◆ Listed entries:
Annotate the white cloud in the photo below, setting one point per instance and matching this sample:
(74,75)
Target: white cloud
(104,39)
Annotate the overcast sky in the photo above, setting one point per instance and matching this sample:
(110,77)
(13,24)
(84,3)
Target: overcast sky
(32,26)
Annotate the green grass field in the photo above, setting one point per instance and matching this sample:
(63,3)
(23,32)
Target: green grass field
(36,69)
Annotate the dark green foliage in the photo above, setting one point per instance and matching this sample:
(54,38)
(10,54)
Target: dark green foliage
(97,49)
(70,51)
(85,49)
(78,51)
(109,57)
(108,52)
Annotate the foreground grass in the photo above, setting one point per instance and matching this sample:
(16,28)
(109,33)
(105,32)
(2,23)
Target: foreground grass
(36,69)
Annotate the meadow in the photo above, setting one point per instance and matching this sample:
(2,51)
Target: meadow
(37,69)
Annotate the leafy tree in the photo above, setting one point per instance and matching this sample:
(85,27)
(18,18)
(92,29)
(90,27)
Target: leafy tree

* * *

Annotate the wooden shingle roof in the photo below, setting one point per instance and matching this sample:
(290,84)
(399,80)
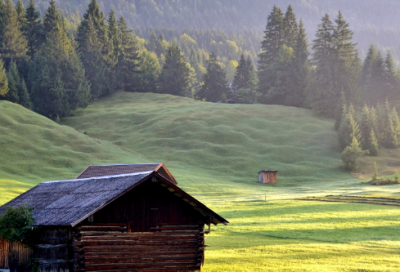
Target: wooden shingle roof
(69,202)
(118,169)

* * *

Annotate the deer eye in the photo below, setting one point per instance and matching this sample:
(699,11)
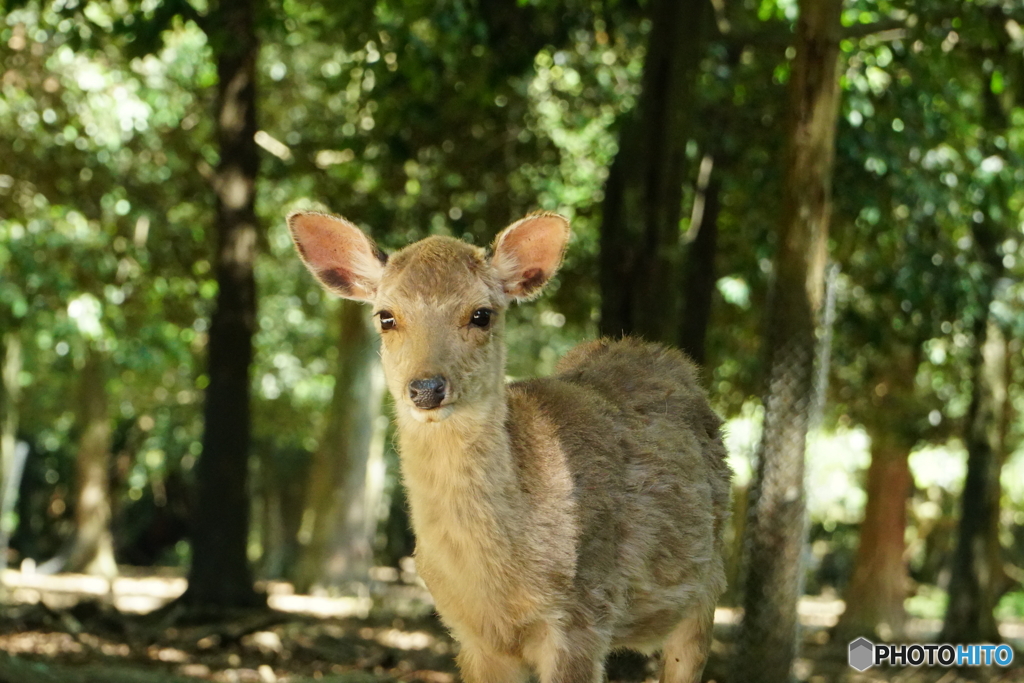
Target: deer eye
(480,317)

◆ Given task:
Rewrite the listing lines starting at the line containing "Annotate the white" and ending at the line containing "Target: leafy tree", replacing "one point per instance" with "a single point per instance" and leaving everything else unchanged.

◆ Task answer:
Annotate the white cloud in the photo below, setting a single point per instance and matching this sample:
(74,75)
Target: white cloud
(104,39)
Annotate the overcast sky in the photo above, setting a single point per instance and matching this sample:
(110,77)
(13,24)
(84,3)
Target: overcast sky
(32,26)
Annotate the green grass field in the photo above, setting a single point per instance and matching this sample:
(63,3)
(23,32)
Target: green grass field
(36,69)
Annotate the dark green foliage in the photo above, setting a single point per instance and matching this sample:
(54,38)
(10,54)
Target: dark green foliage
(97,49)
(70,51)
(85,49)
(78,51)
(109,57)
(108,52)
Annotate the foreground grass in the photo above, setting a single point per instance and matching this sample:
(16,28)
(109,33)
(105,32)
(2,23)
Target: foreground grass
(36,69)
Annotate the meadow in the photo above, setting a single point per instance and matching this sample:
(2,51)
Target: meadow
(37,69)
Annotate the leafy tree in the photo above, setting a single point per instance and matching this sample:
(85,27)
(18,18)
(92,29)
(90,27)
Target: leafy tree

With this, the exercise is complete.